# WHAT YOU HAVE TO DO
In the records below, find the line containing "point: the man's teeth, one", then extract that line and all subsequent lines exactly, leaving out everything else.

# RECORD EXCERPTS
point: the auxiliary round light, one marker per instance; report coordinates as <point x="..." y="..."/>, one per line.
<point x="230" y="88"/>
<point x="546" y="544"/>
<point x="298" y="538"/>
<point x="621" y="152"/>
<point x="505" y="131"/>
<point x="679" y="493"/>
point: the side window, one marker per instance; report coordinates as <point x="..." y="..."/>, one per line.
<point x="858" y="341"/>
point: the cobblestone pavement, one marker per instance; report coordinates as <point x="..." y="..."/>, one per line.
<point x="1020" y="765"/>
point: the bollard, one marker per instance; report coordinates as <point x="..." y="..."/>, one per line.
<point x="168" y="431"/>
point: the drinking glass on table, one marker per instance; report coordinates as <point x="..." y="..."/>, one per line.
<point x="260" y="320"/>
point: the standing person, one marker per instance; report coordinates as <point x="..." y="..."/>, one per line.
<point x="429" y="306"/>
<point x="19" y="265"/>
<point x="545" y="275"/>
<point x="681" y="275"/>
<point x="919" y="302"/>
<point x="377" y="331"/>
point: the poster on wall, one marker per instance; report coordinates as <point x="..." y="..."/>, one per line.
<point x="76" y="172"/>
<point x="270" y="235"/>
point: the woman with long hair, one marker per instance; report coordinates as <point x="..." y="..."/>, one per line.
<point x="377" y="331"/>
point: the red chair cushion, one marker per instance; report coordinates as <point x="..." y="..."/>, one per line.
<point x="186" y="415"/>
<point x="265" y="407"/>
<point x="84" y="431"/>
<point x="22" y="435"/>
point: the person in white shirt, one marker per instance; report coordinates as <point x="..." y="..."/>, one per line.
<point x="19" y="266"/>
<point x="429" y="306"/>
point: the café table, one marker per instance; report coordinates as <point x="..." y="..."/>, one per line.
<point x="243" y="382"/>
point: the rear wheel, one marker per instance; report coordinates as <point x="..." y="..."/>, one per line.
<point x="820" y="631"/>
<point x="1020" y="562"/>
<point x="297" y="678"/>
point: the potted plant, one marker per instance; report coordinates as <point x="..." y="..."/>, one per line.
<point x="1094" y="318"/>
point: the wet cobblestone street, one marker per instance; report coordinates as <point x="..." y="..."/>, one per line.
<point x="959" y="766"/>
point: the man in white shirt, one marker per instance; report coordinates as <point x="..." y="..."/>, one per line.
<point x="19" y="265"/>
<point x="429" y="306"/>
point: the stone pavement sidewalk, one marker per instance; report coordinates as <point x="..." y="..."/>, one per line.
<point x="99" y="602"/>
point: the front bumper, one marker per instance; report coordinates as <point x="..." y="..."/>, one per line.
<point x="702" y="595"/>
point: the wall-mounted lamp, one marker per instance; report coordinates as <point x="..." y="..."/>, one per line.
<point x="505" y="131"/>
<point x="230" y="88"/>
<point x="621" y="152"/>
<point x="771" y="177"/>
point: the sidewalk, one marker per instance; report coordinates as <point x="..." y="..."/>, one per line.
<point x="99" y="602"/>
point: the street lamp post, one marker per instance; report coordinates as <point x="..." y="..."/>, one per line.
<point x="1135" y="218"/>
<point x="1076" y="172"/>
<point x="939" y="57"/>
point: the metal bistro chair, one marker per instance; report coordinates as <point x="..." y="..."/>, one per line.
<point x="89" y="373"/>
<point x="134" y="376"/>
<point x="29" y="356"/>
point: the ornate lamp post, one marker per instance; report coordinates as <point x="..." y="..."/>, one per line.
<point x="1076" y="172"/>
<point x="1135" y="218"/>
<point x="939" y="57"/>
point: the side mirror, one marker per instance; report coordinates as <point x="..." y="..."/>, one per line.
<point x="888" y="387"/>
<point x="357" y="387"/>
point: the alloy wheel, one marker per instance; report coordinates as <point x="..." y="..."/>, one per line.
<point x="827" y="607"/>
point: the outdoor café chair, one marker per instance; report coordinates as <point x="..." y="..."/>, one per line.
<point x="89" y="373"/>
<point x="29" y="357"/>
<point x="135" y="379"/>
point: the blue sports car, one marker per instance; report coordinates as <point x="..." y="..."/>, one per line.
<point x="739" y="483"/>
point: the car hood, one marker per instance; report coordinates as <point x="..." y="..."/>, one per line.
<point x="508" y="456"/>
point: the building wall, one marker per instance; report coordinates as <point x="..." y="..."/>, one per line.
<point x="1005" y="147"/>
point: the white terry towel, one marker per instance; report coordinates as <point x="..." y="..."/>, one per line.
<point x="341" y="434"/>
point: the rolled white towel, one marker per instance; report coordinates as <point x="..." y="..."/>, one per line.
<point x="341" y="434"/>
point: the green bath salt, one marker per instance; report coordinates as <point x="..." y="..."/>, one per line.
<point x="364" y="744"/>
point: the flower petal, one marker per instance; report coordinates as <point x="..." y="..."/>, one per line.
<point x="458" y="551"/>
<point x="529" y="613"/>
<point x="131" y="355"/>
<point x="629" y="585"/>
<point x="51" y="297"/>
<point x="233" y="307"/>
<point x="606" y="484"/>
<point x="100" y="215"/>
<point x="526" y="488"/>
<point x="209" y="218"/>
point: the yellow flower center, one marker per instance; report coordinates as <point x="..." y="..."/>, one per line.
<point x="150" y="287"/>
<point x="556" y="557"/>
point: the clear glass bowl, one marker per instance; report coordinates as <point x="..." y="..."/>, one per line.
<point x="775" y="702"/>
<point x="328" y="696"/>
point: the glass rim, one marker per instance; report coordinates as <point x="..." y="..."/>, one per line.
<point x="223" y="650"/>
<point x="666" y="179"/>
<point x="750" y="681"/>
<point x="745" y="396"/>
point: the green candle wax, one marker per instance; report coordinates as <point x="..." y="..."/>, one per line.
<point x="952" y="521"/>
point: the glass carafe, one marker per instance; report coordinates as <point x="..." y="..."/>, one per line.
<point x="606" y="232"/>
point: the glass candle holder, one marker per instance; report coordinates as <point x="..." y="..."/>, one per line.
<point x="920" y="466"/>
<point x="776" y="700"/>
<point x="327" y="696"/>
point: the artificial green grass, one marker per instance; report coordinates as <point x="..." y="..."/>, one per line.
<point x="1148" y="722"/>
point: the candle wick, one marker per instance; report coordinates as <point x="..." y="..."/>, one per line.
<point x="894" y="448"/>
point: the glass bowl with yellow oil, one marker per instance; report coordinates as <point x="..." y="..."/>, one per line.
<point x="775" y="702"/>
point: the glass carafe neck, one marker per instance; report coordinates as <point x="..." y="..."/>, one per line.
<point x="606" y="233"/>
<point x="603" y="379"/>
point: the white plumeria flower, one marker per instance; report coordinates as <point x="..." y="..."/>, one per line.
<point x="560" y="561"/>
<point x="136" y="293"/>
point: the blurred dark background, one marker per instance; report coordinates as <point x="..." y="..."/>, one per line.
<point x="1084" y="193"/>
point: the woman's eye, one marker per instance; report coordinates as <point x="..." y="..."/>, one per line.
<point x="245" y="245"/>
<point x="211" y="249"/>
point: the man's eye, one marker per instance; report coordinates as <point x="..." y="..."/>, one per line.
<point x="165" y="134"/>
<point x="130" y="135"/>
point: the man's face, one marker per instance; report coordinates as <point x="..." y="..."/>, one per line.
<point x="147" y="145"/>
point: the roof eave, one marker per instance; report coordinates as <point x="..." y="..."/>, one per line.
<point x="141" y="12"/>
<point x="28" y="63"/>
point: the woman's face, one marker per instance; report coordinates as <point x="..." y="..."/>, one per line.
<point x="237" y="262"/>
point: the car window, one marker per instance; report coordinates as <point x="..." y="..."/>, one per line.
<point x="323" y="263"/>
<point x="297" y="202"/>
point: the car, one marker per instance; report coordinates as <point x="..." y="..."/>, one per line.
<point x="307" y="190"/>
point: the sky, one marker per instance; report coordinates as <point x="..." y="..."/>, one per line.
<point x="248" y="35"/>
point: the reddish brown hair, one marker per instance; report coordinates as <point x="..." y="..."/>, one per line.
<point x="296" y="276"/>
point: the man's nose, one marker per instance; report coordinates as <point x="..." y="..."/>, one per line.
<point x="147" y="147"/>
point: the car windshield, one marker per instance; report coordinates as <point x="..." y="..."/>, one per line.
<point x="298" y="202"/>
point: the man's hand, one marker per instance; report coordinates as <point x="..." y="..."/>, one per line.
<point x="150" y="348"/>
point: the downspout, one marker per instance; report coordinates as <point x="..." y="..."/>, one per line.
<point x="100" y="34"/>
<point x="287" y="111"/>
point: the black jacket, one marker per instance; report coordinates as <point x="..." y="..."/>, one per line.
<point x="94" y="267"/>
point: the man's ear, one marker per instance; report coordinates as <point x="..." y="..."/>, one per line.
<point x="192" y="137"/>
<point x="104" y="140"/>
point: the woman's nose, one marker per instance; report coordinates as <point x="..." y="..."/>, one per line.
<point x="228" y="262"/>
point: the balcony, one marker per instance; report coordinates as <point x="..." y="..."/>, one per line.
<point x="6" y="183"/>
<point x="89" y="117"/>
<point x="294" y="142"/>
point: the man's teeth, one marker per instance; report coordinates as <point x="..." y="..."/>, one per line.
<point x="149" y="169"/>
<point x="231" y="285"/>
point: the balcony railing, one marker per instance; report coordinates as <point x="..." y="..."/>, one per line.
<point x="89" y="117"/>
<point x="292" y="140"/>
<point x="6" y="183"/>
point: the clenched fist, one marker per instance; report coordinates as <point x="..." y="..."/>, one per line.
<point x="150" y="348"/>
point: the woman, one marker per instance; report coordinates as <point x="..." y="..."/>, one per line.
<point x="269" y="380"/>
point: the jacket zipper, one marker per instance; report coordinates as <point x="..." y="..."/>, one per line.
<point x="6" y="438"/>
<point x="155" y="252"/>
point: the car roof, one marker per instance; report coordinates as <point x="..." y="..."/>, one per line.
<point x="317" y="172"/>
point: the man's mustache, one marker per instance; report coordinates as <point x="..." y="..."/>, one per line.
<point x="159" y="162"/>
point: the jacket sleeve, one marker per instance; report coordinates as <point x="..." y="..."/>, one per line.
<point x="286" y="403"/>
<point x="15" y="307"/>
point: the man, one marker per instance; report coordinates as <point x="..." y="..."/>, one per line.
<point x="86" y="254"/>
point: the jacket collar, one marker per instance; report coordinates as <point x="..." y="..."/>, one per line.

# RIGHT ANSWER
point: the man's teeth, one marker per instance; report coordinates as <point x="..." y="..."/>, one per line.
<point x="149" y="169"/>
<point x="231" y="285"/>
point: the balcony railing, one marker per instance; report coordinates as <point x="..." y="..."/>, one per line.
<point x="89" y="117"/>
<point x="292" y="140"/>
<point x="6" y="183"/>
point: the clenched fist, one marker per instance; report coordinates as <point x="..." y="..."/>, one per line.
<point x="150" y="348"/>
point: the woman, one marker per instance; report coordinates as <point x="..." y="..."/>, one per line.
<point x="269" y="380"/>
point: the jacket zipper, one marker per instance; report coordinates as <point x="..." y="..."/>, one per line.
<point x="6" y="438"/>
<point x="155" y="252"/>
point: the car roof, one marker per instance; report coordinates as <point x="..." y="..."/>, one per line.
<point x="317" y="172"/>
point: the man's mustache, one marker per instance; report coordinates as <point x="..." y="..."/>, one per line.
<point x="159" y="162"/>
point: the jacket sleeve, one marker per instance; report coordinates as <point x="..." y="..."/>, one per line.
<point x="286" y="403"/>
<point x="15" y="307"/>
point: the man, one marker per instance; report coordinates as <point x="..." y="..."/>, one per line.
<point x="86" y="254"/>
point: the jacket collar, one marker per instance; report coordinates as <point x="..." y="..."/>, one per line.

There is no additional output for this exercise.